### AIM
Answer these questions using the theater review below.
1. In what year was the courtroom drama written?
2. Which company is staging the revival?
3. Which actor plays the court clerk?
====== GIVEN PASSAGE
NIGHT OF JANUARY 16th
by Ayn Rand.
White Bear Theatre 138 Kennington Park Road SE11 4DJ To 25 February 2012.
Tue-Sat 7.30pm Sun 6pm.
Runs 1hr 55min One interval.
TICKETS: 020 7793 9193.
Review: Timothy Ramsden 4 February.
Court-room drama grips when not trying to get above itself.
She’s hardly regarded as a leading American playwright; nor likely to be so now. But Ayn Rand has other things to be remembered by: novels, philosophy and, through her belief in individualism, influence on American neo-con economics.
She died two years into Ronald Regan’s Presidency but this 1933 courtroom drama inhabits the world of gangsters and The Wall Street Crash – which helps plug it into modern times.
It’s something of an earlier, transatlantic Witness for the Prosecution. But whereas Agatha Christie, plot to the fore, keeps her revelation till the very end, Rand delivers her big shock as a thumping pre-interval curtain-line, then spends a shorter final act re-evaluating the charge against a secretary of murdering her employer and lover.
Unbelievable but temporary credible as most courtroom dramas, the play finally fails when it attempts to tie the plot solution into a wider philosophical view – and implicate the juror-audience in supposed democratic complicity as we deliver a by-then none-too-controversial verdict.
But Jane Moriarty’s skilful revival for Half Door Theatre at the White Bear (its auditorium entrance living up to the visiting company’s name) continually grasps attention for the twist-and-turn did she/didn’t story. Moriarty and a widely skilled cast follow the drama’s variations in emotional temperature, making its characters Hollywood-credible while they’re in front of us.
Among witnesses, Nicholas Delvallé’s security guard has the nervousness of someone unexpectedly in the spotlight, Maggie Robson the earnest honesty of an ordinary person more sure of her moral position than of stating it publicly, while Tom Sletter gives the apparently routine role of court clerk individuality in his varied manner when administering the oath.
============
====== RECORD SET
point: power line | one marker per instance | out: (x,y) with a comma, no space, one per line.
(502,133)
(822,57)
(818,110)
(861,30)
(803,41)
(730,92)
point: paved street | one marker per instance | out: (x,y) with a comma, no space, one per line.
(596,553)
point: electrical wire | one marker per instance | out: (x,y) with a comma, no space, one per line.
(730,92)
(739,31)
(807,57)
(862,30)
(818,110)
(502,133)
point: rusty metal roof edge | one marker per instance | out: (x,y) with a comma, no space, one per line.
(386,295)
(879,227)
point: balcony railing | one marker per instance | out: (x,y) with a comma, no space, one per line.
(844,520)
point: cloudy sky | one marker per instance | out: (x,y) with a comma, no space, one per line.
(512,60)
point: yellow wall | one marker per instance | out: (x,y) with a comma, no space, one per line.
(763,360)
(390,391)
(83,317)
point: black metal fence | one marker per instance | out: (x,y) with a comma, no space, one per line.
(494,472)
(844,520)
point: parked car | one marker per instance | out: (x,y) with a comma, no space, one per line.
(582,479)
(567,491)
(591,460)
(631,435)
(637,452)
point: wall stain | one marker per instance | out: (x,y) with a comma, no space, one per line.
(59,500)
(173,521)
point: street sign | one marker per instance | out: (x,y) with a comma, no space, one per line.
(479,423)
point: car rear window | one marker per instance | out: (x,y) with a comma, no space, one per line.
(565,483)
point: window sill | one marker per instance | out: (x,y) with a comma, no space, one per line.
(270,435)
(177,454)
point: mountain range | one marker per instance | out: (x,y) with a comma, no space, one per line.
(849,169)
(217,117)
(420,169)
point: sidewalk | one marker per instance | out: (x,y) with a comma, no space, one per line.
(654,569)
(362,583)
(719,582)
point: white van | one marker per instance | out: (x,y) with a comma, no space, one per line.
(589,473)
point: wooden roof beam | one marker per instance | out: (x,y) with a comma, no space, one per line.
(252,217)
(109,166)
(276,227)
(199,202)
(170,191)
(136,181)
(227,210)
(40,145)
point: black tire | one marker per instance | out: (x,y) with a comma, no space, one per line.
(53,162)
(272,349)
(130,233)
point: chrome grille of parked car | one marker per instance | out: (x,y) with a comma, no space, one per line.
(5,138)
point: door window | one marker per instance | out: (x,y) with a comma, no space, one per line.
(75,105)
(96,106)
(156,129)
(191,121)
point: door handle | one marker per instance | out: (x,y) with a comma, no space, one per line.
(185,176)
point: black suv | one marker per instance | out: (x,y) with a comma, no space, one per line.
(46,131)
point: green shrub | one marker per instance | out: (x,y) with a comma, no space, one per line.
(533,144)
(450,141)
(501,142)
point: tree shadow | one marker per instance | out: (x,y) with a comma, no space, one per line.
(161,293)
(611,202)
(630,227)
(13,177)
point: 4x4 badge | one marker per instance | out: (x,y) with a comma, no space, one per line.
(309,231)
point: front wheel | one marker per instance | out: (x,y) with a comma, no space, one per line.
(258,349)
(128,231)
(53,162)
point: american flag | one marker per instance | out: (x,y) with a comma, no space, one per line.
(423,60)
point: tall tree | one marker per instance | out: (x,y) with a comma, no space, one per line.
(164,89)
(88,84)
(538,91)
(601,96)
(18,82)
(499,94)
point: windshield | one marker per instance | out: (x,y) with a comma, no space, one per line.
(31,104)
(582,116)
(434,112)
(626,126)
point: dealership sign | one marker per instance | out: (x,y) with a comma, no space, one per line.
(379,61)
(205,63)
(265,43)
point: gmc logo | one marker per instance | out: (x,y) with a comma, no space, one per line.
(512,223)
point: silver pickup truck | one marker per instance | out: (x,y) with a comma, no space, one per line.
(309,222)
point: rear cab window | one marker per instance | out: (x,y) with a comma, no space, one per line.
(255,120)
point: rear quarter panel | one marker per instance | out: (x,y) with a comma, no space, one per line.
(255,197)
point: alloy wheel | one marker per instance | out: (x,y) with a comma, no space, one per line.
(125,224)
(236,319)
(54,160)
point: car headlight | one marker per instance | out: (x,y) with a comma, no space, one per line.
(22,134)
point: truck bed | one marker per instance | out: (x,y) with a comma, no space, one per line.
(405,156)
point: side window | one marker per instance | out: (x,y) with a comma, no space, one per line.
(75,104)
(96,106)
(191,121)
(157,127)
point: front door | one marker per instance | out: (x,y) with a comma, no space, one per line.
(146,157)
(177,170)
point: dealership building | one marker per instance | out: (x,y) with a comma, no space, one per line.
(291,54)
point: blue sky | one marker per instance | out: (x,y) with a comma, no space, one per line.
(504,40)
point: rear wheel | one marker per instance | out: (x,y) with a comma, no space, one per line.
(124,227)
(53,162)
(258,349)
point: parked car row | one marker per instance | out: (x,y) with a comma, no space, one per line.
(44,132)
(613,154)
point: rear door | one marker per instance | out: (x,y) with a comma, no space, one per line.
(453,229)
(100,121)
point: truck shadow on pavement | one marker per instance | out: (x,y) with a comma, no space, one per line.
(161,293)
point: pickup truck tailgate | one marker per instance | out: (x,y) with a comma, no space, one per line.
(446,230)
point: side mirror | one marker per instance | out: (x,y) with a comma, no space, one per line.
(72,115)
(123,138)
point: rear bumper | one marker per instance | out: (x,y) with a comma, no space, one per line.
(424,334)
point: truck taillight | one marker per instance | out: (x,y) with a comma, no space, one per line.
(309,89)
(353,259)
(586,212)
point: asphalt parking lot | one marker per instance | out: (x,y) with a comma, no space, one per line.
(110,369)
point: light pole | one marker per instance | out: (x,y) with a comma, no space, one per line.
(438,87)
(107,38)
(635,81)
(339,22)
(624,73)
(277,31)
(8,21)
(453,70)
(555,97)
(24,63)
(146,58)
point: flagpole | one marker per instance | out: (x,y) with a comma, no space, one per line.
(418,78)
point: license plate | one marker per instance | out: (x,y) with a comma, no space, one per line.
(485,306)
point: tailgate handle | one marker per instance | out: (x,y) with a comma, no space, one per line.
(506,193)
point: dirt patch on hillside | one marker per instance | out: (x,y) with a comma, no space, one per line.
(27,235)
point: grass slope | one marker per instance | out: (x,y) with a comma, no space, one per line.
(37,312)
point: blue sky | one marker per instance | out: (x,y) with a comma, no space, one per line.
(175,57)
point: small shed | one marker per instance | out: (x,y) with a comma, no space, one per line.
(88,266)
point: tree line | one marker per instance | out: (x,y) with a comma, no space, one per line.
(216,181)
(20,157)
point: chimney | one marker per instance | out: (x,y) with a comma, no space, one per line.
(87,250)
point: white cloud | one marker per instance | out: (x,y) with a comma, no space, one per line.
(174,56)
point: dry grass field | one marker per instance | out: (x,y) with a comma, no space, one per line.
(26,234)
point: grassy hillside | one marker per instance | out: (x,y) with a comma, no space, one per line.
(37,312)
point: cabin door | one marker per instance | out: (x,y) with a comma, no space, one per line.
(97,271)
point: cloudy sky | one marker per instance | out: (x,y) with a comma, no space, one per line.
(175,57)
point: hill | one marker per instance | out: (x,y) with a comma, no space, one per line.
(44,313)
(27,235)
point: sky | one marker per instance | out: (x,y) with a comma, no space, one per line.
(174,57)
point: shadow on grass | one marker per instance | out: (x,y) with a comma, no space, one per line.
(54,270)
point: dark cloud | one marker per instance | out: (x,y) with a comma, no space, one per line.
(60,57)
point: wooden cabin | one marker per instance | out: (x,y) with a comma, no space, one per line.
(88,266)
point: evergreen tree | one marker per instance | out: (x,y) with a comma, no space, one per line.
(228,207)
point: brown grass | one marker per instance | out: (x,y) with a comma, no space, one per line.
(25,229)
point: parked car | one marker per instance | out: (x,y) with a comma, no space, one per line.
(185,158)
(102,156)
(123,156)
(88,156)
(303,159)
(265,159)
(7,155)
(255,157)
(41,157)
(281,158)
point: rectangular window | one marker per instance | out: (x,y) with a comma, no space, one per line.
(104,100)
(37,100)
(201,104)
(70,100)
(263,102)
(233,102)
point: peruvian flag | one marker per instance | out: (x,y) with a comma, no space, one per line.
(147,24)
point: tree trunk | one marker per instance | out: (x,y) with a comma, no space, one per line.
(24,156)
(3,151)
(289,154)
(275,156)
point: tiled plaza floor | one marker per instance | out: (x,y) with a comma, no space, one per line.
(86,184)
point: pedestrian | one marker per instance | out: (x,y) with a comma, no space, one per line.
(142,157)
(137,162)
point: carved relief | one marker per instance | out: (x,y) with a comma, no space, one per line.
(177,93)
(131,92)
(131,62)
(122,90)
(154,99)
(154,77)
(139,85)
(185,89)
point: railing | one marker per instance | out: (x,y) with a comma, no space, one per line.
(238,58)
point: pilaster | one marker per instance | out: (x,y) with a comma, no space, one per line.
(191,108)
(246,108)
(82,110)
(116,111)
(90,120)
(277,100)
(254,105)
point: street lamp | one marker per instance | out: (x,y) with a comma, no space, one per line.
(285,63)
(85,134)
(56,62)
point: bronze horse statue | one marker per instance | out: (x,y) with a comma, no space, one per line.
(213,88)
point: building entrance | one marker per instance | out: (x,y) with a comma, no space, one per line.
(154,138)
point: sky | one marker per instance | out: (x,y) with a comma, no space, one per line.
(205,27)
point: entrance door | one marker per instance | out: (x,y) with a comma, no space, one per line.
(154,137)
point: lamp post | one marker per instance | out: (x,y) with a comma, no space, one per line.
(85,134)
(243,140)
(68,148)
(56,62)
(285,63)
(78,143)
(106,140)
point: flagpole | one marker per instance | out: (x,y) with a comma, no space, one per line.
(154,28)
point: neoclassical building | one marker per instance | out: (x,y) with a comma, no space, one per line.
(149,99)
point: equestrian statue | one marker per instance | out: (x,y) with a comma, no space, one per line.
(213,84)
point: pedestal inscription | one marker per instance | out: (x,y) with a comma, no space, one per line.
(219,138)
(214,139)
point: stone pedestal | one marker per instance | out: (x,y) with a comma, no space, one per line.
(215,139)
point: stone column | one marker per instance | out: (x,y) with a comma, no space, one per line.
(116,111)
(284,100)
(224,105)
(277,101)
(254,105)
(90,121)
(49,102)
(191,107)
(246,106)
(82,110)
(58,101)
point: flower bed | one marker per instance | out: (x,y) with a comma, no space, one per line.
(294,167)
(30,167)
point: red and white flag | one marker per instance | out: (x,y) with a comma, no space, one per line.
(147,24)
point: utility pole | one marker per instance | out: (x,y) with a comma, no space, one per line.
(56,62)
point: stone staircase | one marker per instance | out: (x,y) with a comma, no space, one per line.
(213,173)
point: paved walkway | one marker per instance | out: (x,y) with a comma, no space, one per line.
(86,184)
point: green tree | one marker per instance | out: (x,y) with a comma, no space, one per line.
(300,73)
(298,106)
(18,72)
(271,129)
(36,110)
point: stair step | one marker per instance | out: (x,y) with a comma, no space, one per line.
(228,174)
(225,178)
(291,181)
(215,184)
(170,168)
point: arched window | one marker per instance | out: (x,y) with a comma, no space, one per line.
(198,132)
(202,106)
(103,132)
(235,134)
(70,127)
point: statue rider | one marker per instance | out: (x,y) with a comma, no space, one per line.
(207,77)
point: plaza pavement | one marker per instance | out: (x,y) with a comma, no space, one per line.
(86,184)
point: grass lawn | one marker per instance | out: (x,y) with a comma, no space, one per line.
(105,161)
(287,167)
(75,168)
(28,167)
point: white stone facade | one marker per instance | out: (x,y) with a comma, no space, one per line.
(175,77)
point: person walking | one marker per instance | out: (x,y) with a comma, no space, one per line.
============
### ANSWER BELOW
1. 1933
2. Half Door Theatre
3. Tom Sletter